(Source data)
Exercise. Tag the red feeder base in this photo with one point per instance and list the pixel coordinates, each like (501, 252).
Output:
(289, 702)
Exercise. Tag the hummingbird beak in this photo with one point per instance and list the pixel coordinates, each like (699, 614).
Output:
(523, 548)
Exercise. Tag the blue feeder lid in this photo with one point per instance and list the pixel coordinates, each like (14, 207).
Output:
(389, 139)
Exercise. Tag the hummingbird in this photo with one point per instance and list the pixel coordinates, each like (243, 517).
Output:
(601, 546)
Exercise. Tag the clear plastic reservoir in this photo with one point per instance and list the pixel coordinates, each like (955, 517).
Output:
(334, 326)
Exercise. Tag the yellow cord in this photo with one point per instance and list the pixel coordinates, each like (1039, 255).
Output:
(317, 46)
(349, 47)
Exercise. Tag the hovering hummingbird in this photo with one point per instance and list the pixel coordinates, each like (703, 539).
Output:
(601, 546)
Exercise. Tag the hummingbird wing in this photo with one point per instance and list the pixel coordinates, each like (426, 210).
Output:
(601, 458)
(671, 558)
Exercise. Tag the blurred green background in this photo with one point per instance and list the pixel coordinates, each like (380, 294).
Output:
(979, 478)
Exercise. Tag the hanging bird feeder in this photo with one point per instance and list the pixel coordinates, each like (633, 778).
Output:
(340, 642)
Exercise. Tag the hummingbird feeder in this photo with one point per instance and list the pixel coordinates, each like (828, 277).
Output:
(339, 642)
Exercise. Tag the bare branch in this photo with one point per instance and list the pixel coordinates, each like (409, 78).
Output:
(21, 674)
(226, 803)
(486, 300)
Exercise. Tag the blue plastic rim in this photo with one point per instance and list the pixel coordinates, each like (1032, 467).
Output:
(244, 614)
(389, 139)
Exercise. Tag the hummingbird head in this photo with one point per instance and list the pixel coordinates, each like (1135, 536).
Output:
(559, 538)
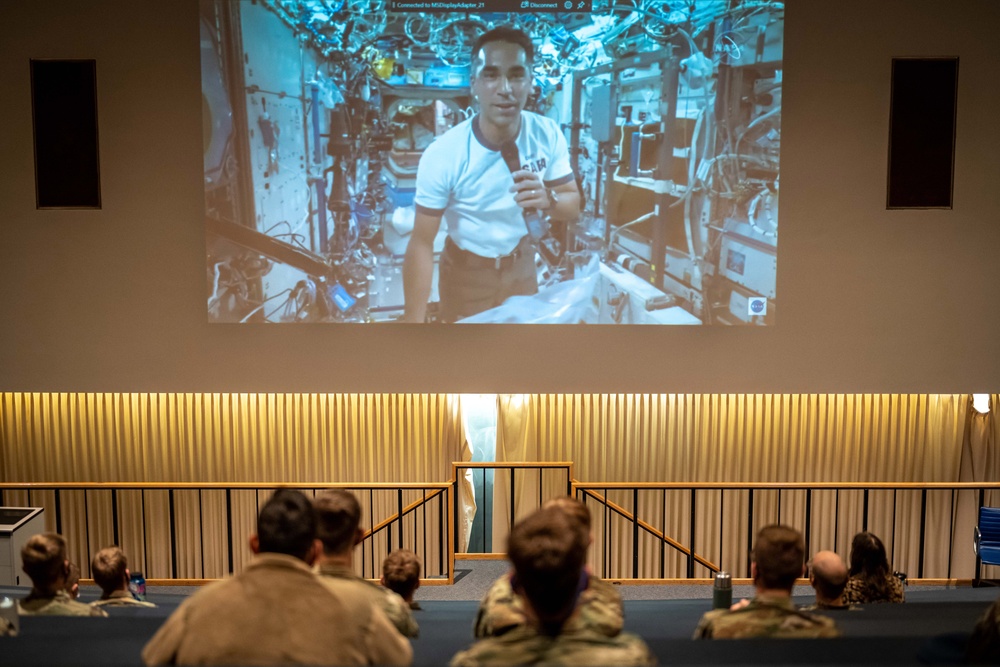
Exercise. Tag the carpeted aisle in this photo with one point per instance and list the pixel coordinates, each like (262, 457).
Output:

==

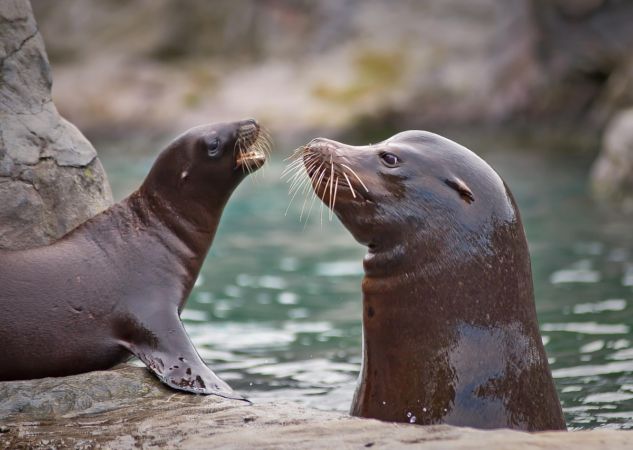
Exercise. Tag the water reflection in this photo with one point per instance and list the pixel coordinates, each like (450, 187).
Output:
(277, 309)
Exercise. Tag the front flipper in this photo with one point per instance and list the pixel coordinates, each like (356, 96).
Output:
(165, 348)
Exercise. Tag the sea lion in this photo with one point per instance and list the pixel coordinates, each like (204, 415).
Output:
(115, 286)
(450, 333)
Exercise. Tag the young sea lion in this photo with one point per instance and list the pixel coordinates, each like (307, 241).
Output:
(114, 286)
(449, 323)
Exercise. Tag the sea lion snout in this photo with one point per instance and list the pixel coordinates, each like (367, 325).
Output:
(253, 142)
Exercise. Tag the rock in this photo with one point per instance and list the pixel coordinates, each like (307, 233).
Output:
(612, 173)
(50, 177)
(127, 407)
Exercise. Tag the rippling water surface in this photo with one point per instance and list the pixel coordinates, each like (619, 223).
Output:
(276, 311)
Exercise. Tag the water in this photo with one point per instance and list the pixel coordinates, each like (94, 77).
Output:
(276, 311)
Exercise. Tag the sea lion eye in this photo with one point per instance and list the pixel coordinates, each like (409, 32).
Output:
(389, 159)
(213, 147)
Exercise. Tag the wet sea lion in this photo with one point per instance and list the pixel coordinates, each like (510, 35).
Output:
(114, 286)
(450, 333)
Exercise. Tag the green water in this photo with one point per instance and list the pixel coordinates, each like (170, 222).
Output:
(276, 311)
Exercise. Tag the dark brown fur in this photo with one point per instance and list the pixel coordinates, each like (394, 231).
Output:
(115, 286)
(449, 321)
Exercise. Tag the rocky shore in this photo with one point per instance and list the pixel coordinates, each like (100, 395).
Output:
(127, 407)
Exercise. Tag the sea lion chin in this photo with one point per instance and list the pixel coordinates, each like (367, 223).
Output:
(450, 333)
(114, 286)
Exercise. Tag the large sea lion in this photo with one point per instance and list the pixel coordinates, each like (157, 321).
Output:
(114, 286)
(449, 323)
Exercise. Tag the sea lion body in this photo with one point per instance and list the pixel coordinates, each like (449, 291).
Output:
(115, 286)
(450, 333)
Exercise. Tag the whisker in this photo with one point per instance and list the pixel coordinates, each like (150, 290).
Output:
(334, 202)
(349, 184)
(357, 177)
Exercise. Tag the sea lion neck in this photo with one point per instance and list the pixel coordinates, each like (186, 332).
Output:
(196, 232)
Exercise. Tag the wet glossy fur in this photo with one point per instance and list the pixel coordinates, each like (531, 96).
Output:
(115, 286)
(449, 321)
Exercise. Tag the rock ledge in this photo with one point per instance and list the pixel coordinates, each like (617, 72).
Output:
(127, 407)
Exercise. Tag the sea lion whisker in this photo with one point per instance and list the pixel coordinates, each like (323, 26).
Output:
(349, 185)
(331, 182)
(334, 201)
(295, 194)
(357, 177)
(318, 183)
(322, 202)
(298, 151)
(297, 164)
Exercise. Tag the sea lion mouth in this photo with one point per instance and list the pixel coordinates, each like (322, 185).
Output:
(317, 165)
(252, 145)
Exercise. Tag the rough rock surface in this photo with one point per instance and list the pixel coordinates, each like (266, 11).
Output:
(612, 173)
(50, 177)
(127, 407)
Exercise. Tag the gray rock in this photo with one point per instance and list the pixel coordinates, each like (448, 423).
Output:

▶ Aim:
How many lines in the rows above contain the string "green"? Treat case as significant and reply with the number alone.

▶ The result:
2